What is required
The answer should be the lines from the one with "Could you please point out the roof" through the final line of the entries, restated word for word.

+===+

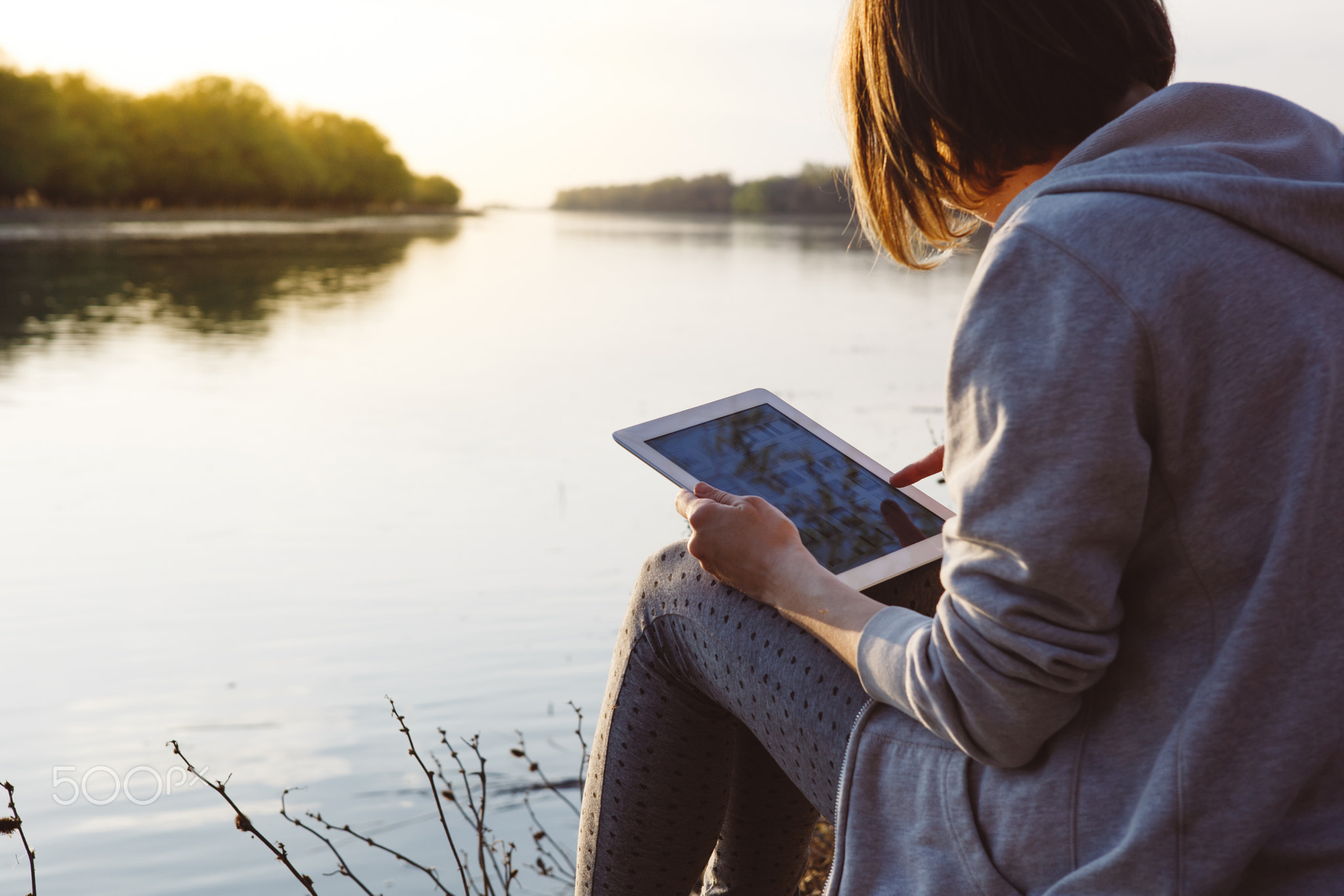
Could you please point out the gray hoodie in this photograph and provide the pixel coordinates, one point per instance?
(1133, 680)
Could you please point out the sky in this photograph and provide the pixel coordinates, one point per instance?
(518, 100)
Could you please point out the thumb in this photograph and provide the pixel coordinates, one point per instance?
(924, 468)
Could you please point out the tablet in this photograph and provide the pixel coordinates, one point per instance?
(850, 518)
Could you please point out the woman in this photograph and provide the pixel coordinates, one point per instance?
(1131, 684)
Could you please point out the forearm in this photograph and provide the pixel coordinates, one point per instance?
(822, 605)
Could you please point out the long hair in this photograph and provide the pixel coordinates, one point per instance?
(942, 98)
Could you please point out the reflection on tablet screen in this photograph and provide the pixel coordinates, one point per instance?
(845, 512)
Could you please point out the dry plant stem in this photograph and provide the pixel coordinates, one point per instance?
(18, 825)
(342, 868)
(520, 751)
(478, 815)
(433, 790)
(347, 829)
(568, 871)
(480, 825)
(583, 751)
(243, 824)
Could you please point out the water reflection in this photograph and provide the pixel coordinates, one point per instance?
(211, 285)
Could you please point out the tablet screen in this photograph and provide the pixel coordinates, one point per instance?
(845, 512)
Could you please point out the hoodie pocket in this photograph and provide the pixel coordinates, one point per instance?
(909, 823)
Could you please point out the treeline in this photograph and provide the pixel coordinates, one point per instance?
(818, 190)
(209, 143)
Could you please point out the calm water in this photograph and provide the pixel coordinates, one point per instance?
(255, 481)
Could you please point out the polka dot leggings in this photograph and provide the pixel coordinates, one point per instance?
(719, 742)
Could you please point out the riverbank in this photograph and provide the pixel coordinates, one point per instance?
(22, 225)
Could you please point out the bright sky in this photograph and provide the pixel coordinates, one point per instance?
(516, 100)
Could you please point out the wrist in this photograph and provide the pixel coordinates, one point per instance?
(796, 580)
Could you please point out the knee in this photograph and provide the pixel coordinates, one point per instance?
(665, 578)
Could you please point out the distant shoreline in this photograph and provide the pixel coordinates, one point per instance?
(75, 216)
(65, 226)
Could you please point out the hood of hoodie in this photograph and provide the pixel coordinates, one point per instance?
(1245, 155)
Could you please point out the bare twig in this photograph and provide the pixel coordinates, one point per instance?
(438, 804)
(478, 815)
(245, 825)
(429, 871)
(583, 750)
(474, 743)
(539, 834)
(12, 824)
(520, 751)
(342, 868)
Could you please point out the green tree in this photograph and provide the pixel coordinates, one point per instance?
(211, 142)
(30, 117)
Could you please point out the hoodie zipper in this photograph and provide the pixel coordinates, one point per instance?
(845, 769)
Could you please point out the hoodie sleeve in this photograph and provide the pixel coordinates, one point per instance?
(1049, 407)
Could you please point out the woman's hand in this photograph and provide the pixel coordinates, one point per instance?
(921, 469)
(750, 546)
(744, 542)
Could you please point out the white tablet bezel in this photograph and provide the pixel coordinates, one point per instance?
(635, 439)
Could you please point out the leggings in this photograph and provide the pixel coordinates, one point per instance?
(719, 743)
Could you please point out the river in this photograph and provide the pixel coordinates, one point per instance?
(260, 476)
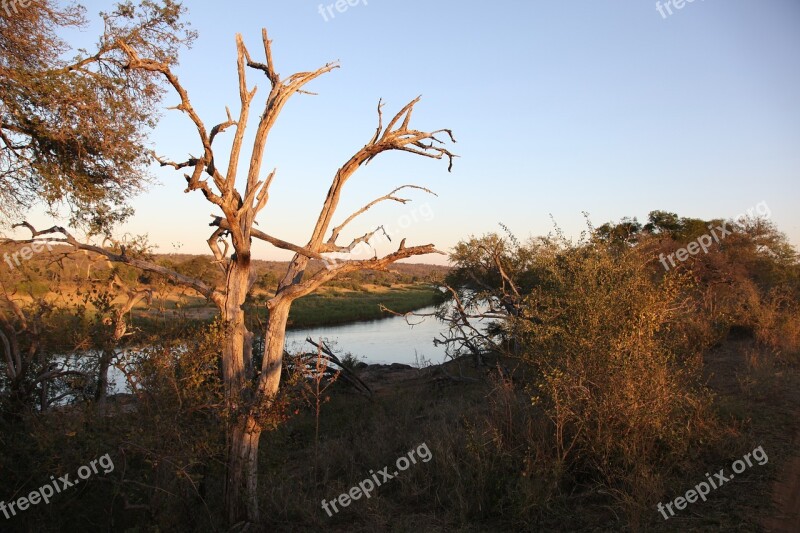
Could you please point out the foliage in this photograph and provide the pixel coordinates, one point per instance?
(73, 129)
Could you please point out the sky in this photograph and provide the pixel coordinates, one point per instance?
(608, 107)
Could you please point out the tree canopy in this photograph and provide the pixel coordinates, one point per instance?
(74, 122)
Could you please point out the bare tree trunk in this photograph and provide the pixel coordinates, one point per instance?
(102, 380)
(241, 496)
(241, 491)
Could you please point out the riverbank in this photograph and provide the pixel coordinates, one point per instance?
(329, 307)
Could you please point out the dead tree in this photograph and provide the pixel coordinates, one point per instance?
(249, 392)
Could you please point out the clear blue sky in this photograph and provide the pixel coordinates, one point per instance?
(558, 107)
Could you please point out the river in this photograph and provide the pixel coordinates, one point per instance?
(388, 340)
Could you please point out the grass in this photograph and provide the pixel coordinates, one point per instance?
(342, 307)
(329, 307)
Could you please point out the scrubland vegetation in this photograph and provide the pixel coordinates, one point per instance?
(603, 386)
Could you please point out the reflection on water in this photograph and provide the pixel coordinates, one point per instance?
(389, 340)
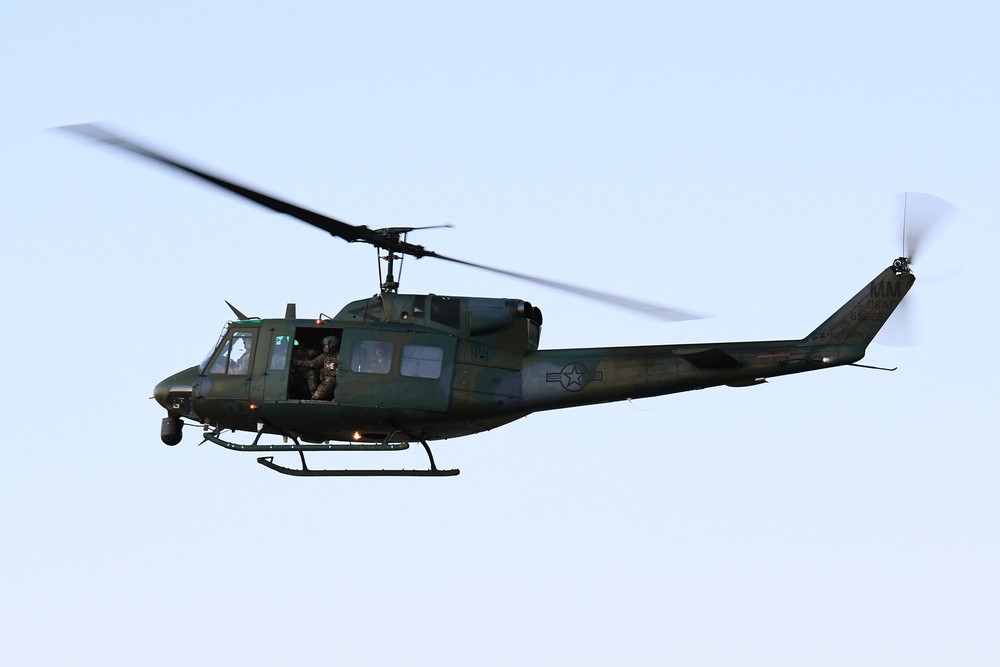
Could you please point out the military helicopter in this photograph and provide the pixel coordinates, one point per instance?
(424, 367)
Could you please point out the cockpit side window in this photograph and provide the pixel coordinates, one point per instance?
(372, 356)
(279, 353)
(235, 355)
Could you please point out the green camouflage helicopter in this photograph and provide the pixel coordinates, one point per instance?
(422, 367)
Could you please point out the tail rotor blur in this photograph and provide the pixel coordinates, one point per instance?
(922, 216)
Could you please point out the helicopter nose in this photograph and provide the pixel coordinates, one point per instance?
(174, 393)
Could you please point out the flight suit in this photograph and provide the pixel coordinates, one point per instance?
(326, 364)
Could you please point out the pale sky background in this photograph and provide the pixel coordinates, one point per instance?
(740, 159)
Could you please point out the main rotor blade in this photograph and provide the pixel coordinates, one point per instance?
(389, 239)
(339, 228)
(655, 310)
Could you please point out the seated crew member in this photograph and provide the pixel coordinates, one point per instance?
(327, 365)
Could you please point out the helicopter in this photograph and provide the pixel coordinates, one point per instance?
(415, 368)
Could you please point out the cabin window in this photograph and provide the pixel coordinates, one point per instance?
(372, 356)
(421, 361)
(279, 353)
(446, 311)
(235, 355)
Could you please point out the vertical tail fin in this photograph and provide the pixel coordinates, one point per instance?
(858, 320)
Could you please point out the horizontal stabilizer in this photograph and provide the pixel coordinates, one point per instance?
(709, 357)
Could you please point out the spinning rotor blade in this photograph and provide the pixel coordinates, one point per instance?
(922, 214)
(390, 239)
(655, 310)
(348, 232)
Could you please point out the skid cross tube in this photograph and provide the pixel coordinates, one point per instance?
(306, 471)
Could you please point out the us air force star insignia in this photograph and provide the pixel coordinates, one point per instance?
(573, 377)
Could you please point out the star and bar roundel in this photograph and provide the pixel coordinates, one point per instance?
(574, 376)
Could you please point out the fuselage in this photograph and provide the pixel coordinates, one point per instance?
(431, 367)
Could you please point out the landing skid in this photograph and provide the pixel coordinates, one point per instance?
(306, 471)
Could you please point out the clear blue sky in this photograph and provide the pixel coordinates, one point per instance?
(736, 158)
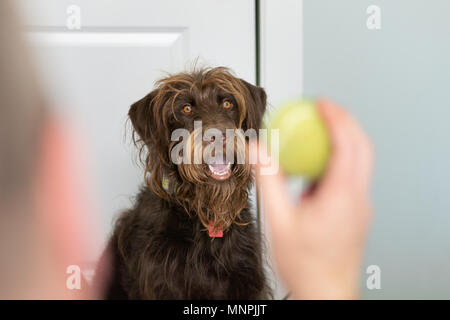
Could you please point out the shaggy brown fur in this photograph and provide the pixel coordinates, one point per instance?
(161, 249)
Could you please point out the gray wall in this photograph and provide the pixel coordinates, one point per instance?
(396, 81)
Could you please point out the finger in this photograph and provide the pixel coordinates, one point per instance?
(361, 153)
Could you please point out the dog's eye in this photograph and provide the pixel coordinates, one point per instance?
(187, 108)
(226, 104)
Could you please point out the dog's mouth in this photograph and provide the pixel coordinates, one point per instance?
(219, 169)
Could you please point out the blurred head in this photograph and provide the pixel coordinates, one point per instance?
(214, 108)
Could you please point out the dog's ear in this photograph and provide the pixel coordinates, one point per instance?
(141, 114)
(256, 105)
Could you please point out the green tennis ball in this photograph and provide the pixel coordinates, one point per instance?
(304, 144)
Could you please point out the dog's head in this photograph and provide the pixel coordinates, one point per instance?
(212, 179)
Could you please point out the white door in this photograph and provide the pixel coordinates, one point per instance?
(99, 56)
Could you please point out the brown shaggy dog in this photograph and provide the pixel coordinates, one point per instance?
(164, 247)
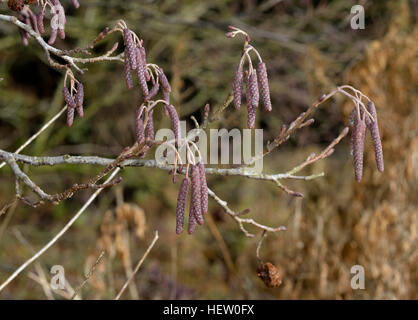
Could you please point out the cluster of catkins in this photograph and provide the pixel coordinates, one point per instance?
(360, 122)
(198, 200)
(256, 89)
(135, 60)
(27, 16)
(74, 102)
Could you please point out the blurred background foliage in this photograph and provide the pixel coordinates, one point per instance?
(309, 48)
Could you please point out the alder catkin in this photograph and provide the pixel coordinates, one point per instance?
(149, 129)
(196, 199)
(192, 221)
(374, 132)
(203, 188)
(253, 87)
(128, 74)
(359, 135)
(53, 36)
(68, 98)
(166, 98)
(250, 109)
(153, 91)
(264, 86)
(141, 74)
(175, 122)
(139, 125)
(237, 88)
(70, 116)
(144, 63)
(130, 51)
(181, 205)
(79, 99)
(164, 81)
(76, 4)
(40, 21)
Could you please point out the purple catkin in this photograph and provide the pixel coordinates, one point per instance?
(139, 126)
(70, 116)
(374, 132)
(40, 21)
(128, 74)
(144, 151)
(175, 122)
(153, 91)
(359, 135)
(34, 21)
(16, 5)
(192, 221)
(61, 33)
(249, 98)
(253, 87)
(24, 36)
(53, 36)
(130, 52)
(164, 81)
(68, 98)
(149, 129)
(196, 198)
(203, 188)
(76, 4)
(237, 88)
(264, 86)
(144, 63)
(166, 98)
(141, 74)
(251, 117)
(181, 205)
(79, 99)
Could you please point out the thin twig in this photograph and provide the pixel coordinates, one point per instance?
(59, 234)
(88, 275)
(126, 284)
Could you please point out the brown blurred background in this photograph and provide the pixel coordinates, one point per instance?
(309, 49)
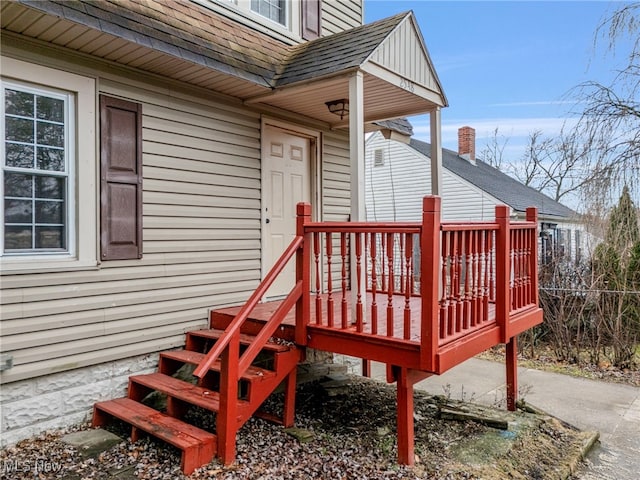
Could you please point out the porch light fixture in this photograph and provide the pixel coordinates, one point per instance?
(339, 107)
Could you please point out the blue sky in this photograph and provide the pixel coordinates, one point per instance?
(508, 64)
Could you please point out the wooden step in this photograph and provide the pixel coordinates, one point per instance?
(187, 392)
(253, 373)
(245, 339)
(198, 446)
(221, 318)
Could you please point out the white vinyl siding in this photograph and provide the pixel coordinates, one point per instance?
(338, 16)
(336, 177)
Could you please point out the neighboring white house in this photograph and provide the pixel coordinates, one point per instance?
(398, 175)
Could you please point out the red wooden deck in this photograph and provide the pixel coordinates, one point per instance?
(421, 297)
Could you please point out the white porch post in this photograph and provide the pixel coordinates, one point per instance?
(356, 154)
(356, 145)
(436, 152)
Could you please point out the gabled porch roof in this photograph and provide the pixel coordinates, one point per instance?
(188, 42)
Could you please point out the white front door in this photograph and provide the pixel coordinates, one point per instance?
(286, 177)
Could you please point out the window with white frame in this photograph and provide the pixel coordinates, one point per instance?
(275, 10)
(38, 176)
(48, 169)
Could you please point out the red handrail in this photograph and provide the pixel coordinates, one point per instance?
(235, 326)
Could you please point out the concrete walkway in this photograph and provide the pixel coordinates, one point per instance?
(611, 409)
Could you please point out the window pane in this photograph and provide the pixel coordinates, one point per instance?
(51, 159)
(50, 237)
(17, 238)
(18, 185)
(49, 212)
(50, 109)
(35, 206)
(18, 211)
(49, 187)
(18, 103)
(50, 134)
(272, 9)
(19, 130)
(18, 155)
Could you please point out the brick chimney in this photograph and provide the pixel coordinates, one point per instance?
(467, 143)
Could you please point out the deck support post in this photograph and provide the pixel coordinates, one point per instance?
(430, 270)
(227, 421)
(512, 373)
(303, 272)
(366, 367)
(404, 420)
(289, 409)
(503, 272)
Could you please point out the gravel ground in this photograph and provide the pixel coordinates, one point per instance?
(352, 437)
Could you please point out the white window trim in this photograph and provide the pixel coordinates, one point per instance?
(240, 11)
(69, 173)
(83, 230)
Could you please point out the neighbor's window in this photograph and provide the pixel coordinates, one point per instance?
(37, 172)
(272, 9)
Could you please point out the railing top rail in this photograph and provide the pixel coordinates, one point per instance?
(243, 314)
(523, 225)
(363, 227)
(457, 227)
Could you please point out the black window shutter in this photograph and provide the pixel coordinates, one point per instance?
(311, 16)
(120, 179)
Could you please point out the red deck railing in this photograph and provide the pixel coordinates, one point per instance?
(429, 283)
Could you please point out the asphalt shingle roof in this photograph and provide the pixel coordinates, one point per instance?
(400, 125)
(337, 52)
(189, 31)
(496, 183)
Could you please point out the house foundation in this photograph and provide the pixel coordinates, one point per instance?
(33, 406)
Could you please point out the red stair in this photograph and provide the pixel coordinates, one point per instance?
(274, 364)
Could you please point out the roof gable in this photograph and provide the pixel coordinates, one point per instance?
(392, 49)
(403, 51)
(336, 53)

+===+

Output of the task
Could you please point out the roof gable in this photograph and provide the pixel coordinates, one point per instance?
(392, 49)
(403, 51)
(336, 53)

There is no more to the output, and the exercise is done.